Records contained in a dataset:
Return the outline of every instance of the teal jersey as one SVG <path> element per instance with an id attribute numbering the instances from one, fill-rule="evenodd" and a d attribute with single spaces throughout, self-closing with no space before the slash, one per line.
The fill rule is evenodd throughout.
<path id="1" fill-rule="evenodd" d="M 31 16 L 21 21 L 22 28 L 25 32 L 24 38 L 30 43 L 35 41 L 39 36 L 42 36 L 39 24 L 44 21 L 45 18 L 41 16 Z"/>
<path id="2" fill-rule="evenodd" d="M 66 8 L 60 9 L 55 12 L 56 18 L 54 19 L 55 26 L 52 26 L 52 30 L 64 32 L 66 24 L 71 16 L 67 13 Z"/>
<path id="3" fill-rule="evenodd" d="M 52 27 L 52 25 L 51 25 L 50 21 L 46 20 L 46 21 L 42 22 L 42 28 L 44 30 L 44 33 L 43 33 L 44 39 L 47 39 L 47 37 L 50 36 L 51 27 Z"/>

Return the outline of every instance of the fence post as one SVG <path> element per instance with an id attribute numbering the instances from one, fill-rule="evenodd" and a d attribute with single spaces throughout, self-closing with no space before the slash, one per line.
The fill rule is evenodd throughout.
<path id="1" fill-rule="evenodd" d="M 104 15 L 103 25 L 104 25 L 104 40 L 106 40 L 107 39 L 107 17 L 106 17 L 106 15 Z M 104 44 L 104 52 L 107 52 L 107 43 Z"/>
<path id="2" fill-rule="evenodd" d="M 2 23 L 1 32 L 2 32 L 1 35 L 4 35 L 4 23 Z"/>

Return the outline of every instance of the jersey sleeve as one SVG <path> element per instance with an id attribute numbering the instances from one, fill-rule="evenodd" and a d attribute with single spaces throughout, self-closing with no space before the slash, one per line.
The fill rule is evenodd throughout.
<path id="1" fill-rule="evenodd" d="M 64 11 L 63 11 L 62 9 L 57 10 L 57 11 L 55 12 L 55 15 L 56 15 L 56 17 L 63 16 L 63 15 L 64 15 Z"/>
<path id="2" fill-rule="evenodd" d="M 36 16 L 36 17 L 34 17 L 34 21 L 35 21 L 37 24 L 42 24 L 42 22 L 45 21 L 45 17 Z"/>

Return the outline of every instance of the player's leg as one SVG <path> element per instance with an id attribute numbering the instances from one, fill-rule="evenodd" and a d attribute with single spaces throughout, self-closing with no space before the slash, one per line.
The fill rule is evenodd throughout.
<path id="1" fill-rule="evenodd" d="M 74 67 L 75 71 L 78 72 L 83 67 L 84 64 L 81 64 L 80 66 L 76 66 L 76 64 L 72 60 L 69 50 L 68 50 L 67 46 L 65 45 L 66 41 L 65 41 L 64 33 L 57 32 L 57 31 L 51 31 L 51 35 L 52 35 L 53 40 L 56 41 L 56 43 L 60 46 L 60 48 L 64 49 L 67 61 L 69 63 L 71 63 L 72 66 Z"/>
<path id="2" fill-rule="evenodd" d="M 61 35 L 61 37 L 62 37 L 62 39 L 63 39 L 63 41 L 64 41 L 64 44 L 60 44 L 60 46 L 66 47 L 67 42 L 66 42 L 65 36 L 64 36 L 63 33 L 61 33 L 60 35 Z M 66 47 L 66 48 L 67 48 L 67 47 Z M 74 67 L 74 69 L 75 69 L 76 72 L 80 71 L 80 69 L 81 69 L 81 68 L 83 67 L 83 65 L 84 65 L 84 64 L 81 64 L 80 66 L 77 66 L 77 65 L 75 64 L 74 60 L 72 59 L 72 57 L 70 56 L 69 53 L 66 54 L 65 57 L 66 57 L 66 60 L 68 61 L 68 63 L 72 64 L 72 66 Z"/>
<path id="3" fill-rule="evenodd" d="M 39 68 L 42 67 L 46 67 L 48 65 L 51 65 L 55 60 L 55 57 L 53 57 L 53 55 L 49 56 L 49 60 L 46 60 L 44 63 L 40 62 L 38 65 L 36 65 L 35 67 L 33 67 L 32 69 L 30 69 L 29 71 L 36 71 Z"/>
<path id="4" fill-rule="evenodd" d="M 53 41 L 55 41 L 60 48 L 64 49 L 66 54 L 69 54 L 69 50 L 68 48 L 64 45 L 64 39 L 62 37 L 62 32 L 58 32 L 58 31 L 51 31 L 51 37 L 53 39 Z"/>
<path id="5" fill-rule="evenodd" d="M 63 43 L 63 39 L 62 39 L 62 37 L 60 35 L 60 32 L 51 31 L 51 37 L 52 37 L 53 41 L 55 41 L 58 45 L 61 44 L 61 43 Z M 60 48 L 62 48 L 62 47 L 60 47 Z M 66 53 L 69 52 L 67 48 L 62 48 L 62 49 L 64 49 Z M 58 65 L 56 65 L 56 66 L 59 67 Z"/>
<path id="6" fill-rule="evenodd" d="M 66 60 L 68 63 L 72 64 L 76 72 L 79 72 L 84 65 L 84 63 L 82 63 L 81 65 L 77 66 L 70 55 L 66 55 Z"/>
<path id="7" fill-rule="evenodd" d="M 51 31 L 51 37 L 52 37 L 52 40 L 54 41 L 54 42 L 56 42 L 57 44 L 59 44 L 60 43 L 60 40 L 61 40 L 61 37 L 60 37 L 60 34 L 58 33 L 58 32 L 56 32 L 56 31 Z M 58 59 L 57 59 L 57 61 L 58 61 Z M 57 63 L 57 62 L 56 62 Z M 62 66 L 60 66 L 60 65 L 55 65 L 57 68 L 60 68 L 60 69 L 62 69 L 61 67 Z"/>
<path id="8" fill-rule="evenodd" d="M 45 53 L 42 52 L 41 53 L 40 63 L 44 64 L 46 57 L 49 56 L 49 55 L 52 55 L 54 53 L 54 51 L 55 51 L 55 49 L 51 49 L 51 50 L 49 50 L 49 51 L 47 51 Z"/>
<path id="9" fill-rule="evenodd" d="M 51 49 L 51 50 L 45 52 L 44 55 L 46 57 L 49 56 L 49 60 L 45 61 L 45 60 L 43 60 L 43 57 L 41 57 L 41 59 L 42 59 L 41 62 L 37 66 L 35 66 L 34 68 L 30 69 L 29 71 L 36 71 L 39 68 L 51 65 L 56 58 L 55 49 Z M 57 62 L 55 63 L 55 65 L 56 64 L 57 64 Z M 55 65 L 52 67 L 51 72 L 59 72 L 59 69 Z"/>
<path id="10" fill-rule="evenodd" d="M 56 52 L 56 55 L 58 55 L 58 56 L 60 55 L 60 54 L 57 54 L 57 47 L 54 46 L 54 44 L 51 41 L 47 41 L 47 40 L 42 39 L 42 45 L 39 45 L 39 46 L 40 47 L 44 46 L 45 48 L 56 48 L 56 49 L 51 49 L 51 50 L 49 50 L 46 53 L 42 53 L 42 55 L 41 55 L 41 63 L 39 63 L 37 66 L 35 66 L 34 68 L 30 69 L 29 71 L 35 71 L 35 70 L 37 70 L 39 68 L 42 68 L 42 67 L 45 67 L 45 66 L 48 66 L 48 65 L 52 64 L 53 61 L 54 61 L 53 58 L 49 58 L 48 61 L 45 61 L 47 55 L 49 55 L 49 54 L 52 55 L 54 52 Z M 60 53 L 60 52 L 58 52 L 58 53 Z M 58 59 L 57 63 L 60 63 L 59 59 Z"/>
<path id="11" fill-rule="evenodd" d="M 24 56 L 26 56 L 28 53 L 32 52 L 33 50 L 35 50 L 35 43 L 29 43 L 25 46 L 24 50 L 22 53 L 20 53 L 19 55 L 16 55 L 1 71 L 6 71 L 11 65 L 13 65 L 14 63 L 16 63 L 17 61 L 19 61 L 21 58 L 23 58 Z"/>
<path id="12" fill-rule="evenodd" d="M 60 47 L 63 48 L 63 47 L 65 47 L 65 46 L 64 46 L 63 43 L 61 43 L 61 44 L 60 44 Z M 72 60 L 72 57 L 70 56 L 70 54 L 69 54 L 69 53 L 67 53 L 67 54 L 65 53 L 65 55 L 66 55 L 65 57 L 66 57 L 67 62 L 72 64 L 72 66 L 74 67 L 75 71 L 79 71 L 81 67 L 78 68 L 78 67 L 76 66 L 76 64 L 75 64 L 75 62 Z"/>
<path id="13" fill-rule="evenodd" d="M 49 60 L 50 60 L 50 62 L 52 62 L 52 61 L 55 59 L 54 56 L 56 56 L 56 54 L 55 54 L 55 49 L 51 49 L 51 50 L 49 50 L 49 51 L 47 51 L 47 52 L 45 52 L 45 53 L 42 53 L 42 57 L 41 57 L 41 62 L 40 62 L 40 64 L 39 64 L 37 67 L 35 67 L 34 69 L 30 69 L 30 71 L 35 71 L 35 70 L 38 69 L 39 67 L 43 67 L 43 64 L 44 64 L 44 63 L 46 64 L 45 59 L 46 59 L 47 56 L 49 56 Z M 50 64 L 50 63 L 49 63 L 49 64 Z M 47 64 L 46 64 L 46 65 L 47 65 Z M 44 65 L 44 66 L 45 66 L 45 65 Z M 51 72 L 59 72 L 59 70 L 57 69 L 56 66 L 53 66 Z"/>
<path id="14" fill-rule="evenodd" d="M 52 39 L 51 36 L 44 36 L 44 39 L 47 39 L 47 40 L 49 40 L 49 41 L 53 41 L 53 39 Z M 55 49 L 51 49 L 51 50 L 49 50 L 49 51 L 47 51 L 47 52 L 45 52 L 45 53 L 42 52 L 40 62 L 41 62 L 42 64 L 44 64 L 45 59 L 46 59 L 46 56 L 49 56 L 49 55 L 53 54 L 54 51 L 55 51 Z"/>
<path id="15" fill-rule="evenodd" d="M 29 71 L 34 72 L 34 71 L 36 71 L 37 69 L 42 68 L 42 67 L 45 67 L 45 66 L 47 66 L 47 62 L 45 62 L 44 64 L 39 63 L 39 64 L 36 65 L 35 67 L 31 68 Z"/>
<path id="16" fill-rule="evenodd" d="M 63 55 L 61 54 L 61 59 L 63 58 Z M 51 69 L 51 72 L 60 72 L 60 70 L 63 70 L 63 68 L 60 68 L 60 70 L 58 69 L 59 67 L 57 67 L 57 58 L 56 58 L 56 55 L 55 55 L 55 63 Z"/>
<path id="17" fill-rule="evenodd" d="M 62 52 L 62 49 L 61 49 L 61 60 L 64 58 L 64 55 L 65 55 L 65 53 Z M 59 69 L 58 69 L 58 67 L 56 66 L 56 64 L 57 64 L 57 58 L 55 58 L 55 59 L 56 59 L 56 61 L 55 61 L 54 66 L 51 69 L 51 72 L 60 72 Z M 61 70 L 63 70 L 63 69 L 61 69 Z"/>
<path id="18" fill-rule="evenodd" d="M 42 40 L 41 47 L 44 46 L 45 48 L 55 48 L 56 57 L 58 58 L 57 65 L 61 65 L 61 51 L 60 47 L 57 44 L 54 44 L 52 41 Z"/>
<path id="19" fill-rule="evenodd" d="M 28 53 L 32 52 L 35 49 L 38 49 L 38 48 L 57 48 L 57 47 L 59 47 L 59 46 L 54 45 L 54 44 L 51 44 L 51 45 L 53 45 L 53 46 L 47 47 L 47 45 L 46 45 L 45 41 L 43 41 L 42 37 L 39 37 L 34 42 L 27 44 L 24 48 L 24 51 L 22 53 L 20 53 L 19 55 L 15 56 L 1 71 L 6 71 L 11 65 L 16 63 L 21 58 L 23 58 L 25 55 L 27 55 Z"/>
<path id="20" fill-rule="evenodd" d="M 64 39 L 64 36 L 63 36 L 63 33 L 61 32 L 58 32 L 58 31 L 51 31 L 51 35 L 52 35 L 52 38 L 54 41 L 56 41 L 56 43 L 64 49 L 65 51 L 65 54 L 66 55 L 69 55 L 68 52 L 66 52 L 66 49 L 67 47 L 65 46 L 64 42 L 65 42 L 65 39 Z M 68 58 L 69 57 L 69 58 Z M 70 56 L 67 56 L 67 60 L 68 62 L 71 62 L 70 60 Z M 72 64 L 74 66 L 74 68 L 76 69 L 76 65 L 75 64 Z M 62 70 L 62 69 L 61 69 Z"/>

*PROBLEM TO WORK ON*:
Restate word for word the lines of the data above, starting at the line containing "Return the outline of every instance of the jersey" and ending at the line containing "Return the outline of every instance of the player's", both included, and nothing more.

*EXPECTED ANSWER*:
Return the outline of every instance of the jersey sleeve as one SVG <path> element per instance with an id attribute numbering the instances from one, fill-rule="evenodd" and a d attribute with single spaces throughout, self-closing with no space before the slash, one per line.
The fill rule is evenodd throughout.
<path id="1" fill-rule="evenodd" d="M 64 11 L 63 11 L 62 9 L 57 10 L 57 11 L 55 12 L 55 15 L 56 15 L 56 17 L 63 16 L 63 15 L 64 15 Z"/>
<path id="2" fill-rule="evenodd" d="M 36 16 L 36 17 L 34 17 L 34 21 L 35 21 L 37 24 L 42 24 L 42 22 L 45 21 L 45 17 Z"/>

Return the outline of every instance of the player's leg as one SVG <path> element per instance with an id attribute numbering the instances from one, fill-rule="evenodd" and a d attribute with single spaces throughout, self-closing with no space before the slash, one per line.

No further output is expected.